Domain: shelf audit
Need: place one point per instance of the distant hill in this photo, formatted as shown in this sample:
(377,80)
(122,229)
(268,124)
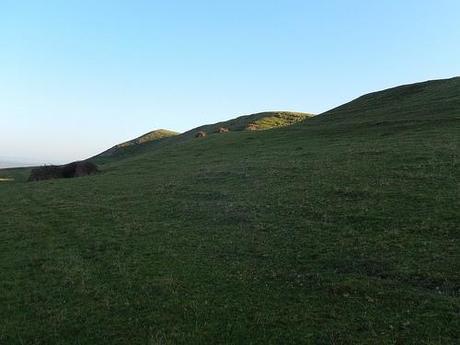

=-=-=-=-=

• Objective:
Reprint the items, swapping "distant hill" for "nearby tree" and leaving everything else unchanged. Omit the pictures.

• Written answer:
Domain: shelf audit
Need: place one point per instance of the nearby tree in this photo, formatted as shown in this sample:
(377,80)
(122,229)
(268,124)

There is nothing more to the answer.